* **TASK GOAL**
Retype the rows from the line containing "of the trailer" through the line containing "of the house", with both lines included. Leave the pictures out.

* **PROVIDED INFORMATION**
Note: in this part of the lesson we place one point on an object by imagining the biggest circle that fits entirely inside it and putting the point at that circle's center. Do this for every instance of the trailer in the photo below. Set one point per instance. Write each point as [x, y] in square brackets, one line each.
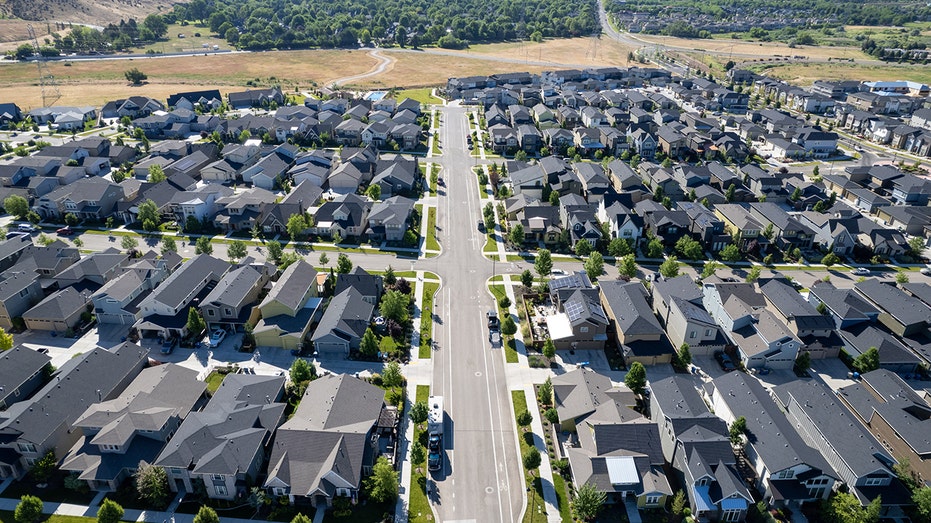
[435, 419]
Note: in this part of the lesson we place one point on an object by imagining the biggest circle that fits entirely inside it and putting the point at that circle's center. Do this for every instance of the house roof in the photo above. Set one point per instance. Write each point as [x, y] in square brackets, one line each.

* * *

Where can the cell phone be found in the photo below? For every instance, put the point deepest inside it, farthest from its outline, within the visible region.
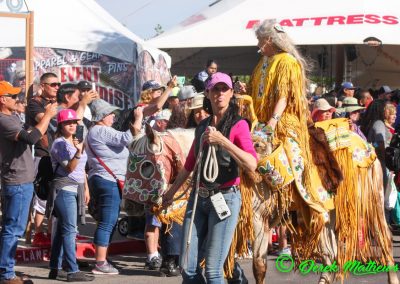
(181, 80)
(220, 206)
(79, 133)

---

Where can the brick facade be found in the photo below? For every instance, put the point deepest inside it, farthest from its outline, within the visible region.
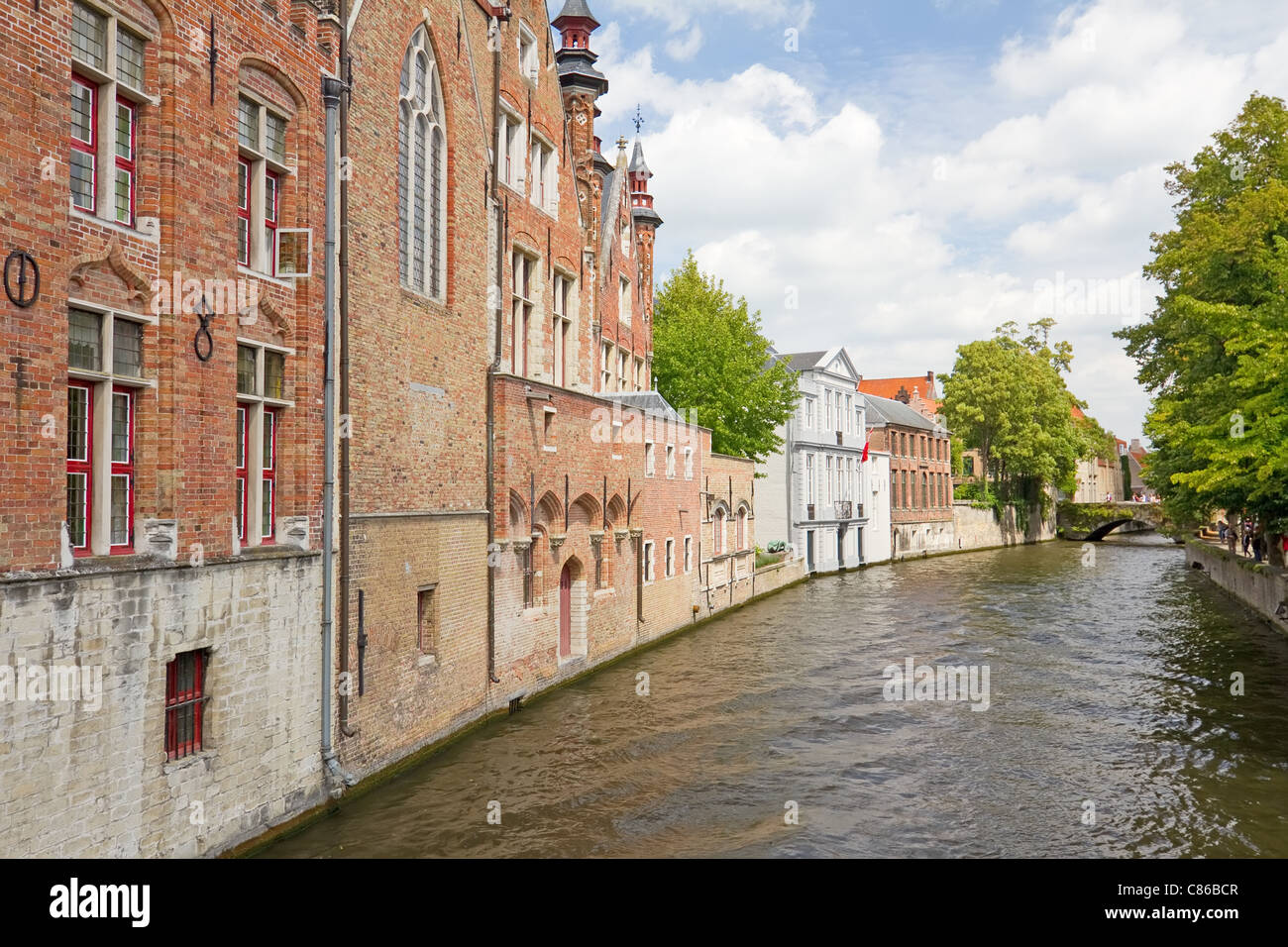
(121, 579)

* **SOLUTION BELOW**
Note: in this part of the lesson we place one point on an object by imagining the biggest circle that fits entirely inside it and putting the point at that circle's center. Do this for every instance of the trailer in the photo below. Set one point per instance. Write each point as [x, y] in square brackets, one line each.
[435, 419]
Note: in this part of the lesson we place one point on an object by imagining the biggest circle that fits entirely inside it and putting the point at that circle's center. Do this for every instance of the house roof in the photo above. Set one point per instance. Write each point as [x, y] in square brackets, one line each.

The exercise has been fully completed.